Spatial localization data
*** Begin section ***
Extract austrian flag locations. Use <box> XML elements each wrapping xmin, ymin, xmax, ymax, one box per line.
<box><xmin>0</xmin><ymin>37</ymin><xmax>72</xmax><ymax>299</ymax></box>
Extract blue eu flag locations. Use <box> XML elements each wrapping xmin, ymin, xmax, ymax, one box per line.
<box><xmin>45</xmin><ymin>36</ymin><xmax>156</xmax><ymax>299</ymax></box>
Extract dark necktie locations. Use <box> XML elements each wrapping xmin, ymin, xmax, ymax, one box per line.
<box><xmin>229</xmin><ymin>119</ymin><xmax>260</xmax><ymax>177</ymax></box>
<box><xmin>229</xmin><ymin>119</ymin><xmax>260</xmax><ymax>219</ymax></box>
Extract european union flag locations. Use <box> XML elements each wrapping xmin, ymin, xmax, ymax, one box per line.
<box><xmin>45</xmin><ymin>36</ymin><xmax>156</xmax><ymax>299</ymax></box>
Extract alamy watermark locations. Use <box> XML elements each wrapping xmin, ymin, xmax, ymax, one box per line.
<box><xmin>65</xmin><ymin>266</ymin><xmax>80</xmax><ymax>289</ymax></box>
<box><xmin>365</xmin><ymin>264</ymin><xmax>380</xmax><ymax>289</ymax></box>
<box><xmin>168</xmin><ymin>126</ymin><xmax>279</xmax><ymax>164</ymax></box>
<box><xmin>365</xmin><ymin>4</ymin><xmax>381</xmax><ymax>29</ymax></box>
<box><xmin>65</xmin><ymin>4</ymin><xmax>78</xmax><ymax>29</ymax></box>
*** End section ***
WHAT IS BEING ASKED: Repeat the data in full, exactly as supplied.

EXPECTED OUTPUT:
Extract austrian flag locations. Use <box> XML elements each wrapping xmin, ymin, xmax, ymax, one box per line.
<box><xmin>0</xmin><ymin>37</ymin><xmax>72</xmax><ymax>299</ymax></box>
Extract blue eu flag locations. Use <box> XML elements each wrapping xmin, ymin, xmax, ymax, one box per line.
<box><xmin>45</xmin><ymin>36</ymin><xmax>156</xmax><ymax>299</ymax></box>
Extract dark necktie locations. Use <box> XML elements each wrapping xmin, ymin, xmax, ymax, one box per line.
<box><xmin>229</xmin><ymin>119</ymin><xmax>260</xmax><ymax>177</ymax></box>
<box><xmin>229</xmin><ymin>119</ymin><xmax>260</xmax><ymax>219</ymax></box>
Extract european union flag locations. Use <box> XML elements each wrapping xmin, ymin, xmax, ymax, one box per line.
<box><xmin>45</xmin><ymin>36</ymin><xmax>156</xmax><ymax>299</ymax></box>
Extract alamy watermark locations. Use <box> XML elements each wrapping xmin, ymin, xmax, ymax, one box per line.
<box><xmin>65</xmin><ymin>266</ymin><xmax>80</xmax><ymax>289</ymax></box>
<box><xmin>365</xmin><ymin>264</ymin><xmax>380</xmax><ymax>289</ymax></box>
<box><xmin>168</xmin><ymin>126</ymin><xmax>279</xmax><ymax>164</ymax></box>
<box><xmin>365</xmin><ymin>4</ymin><xmax>381</xmax><ymax>29</ymax></box>
<box><xmin>65</xmin><ymin>4</ymin><xmax>78</xmax><ymax>29</ymax></box>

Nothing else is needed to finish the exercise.